*Source passage:*
---

NICOLE MILLER/Daily Bruin Athletic trainer Lorita
Granger performs soft-tissue massage on first-year gymnast
Yvonne Tousek.
By Greg Schain
Daily Bruin Contributor
Football is to the body what Cher is to the ears: painful.
Football players get knocked around like a crash dummy in an SUV.
But football players have no time for recovery. After one play is
complete, the next one begins in less than a minute. Football,
especially Division I football, is grueling.
Just ask Ryan Nece, the Bruins’ outside linebacker. He
said that his body is aching from head to toe the day after game
day.
“You don’t want to roll out of bed,” Nece said
in December as the Bruins were preparing for the Sun Bowl.
“It hurts just to pour milk.”
This feeling is more and more common as players get bigger and
more physical. Injuries are on the rise throughout the NCAA, and
virtually every player has at least some bumps and bruises when he
wakes up after a game.
“There’s usually at least three or four injuries
that you feel,” said Bruin safety Marques Anderson, when
asked about the day-after-a-game experience. “You’re
beat up. You just feel horrible. It feels like you’ve just
been through a war.”
The injuries that Anderson describes include everything from
minor nicks and cuts to serious bone and muscle problems.
The presence of these injuries help explains the necessity for
UCLA’s Sports Medicine Department.
At UCLA, there are three full-time certified athletic trainers,
in addition to many student trainers, who work with the football
team. The job requires a seven-days-a-week commitment during the
season, and is vital to the health of all UCLA athletic teams,
including the football team.
A typical afternoon at the Acosta Athletic Training Center is
crowded with players seeking medical care.

---

*Record set:*

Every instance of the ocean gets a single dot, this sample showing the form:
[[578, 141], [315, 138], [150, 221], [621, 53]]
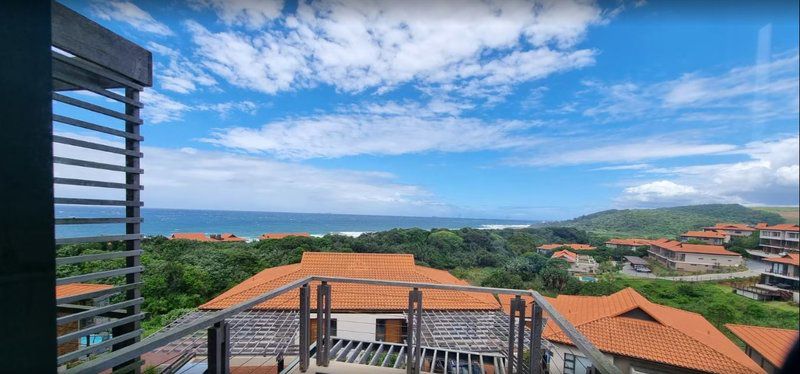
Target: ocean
[[253, 224]]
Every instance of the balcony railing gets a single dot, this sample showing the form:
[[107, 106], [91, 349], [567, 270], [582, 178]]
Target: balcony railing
[[517, 340]]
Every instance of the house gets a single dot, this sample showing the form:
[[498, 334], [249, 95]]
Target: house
[[582, 264], [777, 239], [767, 346], [281, 235], [639, 336], [629, 244], [359, 312], [732, 229], [692, 257], [708, 237], [573, 246]]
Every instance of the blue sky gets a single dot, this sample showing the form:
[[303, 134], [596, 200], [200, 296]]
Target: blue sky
[[542, 110]]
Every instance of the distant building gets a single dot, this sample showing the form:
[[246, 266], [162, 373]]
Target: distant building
[[708, 237], [583, 264], [732, 229], [281, 235], [777, 239], [629, 244], [692, 257], [573, 246], [640, 336], [767, 346]]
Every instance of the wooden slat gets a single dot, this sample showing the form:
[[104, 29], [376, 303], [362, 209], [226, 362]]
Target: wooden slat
[[91, 183], [65, 74], [98, 275], [95, 165], [76, 201], [98, 239], [96, 257], [95, 108], [98, 128], [95, 146], [88, 40]]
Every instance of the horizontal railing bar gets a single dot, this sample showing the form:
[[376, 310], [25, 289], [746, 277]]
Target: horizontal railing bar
[[99, 275], [75, 335], [94, 221], [97, 347], [76, 201], [95, 165], [79, 83], [96, 311], [95, 146], [96, 257], [95, 108], [99, 293], [91, 183], [91, 126], [98, 239], [105, 73]]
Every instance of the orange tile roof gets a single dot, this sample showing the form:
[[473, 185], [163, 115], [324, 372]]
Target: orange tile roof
[[730, 226], [632, 242], [281, 235], [789, 258], [704, 234], [355, 297], [774, 344], [676, 246], [74, 289], [574, 246], [566, 255], [196, 236], [671, 336], [782, 227]]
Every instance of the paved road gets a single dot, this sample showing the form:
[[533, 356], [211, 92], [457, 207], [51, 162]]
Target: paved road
[[754, 269]]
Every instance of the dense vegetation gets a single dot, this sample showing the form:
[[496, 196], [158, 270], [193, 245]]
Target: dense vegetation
[[668, 222]]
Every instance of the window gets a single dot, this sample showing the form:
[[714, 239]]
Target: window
[[391, 330], [576, 364]]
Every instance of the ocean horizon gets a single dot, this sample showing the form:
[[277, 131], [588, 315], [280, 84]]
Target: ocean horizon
[[251, 224]]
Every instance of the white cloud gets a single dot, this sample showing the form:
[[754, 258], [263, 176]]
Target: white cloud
[[769, 176], [179, 74], [125, 11], [201, 179], [390, 129], [354, 46], [250, 13]]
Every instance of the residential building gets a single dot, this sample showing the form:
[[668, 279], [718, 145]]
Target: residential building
[[732, 229], [639, 336], [572, 246], [692, 257], [708, 237], [777, 239], [281, 235], [767, 346], [629, 244], [581, 264]]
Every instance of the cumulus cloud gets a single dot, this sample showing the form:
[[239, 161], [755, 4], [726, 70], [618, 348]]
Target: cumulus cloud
[[125, 11], [194, 178], [769, 176], [390, 129], [477, 48]]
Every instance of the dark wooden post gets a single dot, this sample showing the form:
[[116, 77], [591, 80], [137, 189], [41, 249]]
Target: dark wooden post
[[27, 247]]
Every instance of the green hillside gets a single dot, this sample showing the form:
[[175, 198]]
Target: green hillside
[[668, 222]]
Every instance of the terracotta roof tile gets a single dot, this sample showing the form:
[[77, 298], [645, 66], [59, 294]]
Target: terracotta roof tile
[[399, 267], [774, 344], [673, 336]]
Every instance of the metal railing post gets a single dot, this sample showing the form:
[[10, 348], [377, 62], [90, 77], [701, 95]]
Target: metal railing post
[[536, 339], [219, 348], [305, 331]]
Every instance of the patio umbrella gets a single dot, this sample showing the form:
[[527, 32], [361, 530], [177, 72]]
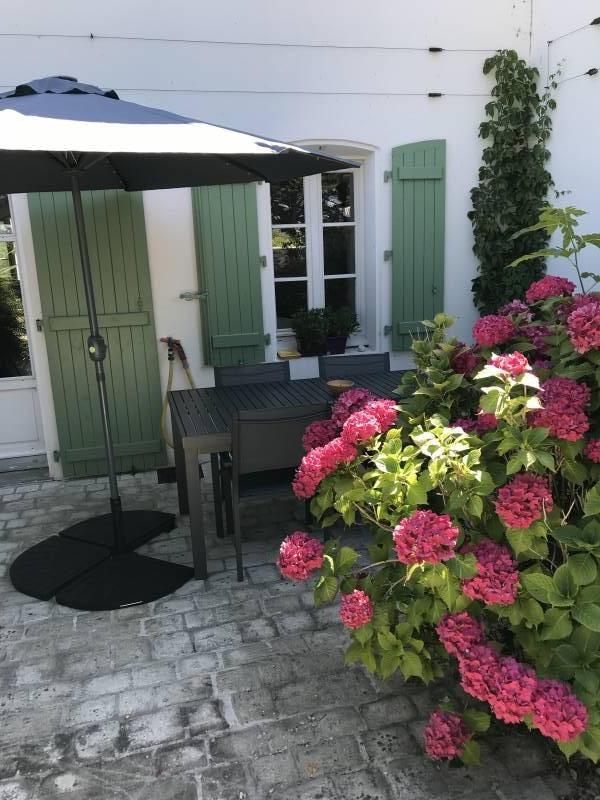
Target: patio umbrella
[[57, 134]]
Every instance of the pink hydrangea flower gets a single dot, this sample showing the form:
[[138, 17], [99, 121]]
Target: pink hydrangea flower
[[523, 501], [516, 308], [592, 450], [549, 286], [583, 326], [425, 536], [349, 402], [515, 684], [445, 735], [497, 578], [318, 464], [356, 609], [468, 425], [385, 412], [299, 556], [359, 427], [563, 413], [478, 671], [486, 422], [492, 330], [512, 363], [465, 360], [458, 633], [557, 713], [319, 433]]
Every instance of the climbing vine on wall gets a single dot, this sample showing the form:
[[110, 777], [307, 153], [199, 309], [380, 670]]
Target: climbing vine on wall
[[513, 180]]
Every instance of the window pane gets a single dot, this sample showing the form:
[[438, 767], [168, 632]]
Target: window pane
[[338, 250], [5, 222], [289, 252], [290, 297], [338, 196], [287, 202], [14, 350], [340, 293]]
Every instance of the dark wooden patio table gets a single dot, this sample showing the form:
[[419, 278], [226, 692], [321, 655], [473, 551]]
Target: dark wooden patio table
[[202, 421]]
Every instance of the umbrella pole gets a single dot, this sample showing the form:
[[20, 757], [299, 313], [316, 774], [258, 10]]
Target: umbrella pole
[[97, 353]]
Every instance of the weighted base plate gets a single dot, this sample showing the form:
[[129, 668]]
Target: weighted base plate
[[49, 566], [137, 528], [124, 580]]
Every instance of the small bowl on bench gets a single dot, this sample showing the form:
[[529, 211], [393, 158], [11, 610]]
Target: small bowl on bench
[[339, 386]]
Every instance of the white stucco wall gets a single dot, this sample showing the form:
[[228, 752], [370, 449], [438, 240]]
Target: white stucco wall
[[340, 92]]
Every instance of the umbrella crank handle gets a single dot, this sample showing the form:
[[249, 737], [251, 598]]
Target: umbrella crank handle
[[97, 348]]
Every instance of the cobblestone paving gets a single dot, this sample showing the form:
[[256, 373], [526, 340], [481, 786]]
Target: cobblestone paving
[[223, 691]]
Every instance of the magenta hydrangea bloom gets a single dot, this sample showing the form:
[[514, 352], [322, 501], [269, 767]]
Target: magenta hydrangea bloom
[[458, 633], [349, 402], [486, 422], [512, 363], [497, 578], [583, 326], [318, 464], [385, 412], [549, 286], [319, 433], [359, 427], [299, 556], [515, 684], [445, 735], [522, 502], [516, 308], [356, 609], [557, 713], [492, 330], [468, 425], [592, 450], [425, 536], [465, 360], [478, 672]]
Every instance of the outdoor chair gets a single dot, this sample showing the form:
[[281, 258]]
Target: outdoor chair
[[240, 375], [348, 366], [266, 449]]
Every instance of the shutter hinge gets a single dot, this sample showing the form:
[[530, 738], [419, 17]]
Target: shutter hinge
[[193, 295]]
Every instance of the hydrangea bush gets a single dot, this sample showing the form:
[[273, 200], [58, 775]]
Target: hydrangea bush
[[481, 489]]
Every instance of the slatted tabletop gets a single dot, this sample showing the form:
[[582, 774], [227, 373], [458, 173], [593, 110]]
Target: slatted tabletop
[[205, 415]]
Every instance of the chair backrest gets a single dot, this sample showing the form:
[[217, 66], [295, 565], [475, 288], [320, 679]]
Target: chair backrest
[[269, 439], [268, 372], [343, 366]]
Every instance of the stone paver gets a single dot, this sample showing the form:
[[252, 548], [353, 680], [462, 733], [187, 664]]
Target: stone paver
[[223, 691]]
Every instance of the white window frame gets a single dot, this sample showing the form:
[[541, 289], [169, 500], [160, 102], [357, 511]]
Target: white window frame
[[315, 268]]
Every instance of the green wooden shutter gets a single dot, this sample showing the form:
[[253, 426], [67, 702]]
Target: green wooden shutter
[[418, 208], [227, 255], [119, 260]]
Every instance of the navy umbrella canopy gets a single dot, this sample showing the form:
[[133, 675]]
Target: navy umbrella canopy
[[57, 134], [50, 125]]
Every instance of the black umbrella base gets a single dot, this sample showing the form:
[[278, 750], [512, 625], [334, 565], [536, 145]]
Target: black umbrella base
[[124, 580], [89, 578], [137, 527]]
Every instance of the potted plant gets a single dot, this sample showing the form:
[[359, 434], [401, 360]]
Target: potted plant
[[341, 323], [310, 328]]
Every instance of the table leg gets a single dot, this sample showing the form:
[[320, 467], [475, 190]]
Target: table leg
[[217, 495], [196, 513], [182, 493]]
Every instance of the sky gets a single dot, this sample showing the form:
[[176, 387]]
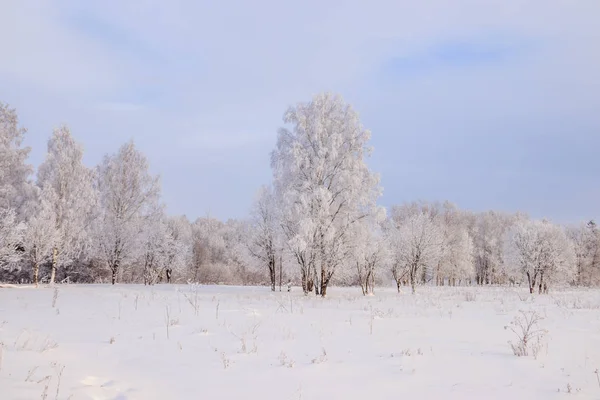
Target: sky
[[490, 104]]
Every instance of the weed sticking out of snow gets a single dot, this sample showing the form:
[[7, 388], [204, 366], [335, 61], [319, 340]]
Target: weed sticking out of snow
[[272, 342], [529, 334]]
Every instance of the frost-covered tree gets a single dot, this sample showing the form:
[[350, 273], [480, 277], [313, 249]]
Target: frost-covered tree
[[15, 187], [416, 243], [586, 242], [488, 231], [456, 261], [128, 196], [179, 246], [11, 236], [370, 251], [208, 250], [542, 252], [41, 233], [262, 243], [73, 198], [323, 184]]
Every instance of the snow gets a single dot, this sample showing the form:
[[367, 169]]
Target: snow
[[246, 342]]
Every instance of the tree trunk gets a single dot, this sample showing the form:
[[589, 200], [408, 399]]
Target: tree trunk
[[114, 269], [323, 283], [280, 271], [36, 273], [272, 272], [54, 261]]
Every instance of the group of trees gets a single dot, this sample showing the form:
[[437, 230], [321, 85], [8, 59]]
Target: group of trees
[[317, 223]]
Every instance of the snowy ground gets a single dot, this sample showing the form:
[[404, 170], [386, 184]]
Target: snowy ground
[[188, 342]]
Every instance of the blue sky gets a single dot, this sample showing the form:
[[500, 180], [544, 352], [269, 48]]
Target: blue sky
[[489, 104]]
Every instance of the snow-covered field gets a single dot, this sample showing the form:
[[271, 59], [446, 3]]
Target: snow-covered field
[[214, 342]]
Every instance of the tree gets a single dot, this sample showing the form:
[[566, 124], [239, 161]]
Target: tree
[[586, 242], [178, 245], [417, 243], [488, 231], [369, 252], [208, 250], [263, 241], [542, 252], [154, 243], [323, 184], [73, 198], [11, 236], [128, 198], [41, 234], [15, 187], [456, 260]]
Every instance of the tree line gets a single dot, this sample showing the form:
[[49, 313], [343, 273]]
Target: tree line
[[318, 223]]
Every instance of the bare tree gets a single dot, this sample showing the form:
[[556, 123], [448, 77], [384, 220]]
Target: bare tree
[[417, 245], [128, 198], [323, 183]]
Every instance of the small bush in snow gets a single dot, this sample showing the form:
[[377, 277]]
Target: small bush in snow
[[470, 296], [528, 332]]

---

*What to do:*
A. According to the football injuries article, how many full-time certified athletic trainers work with the UCLA football team?
B. Reproduce the part of the football injuries article that opens with the words containing "This feeling is" and closes with "after a game.".
Rely only on the football injuries article when responding.

*Task-by-task outputs:*
A. Three.

B.
This feeling is more and more common as players get bigger and
more physical. Injuries are on the rise throughout the NCAA, and
virtually every player has at least some bumps and bruises when he
wakes up after a game.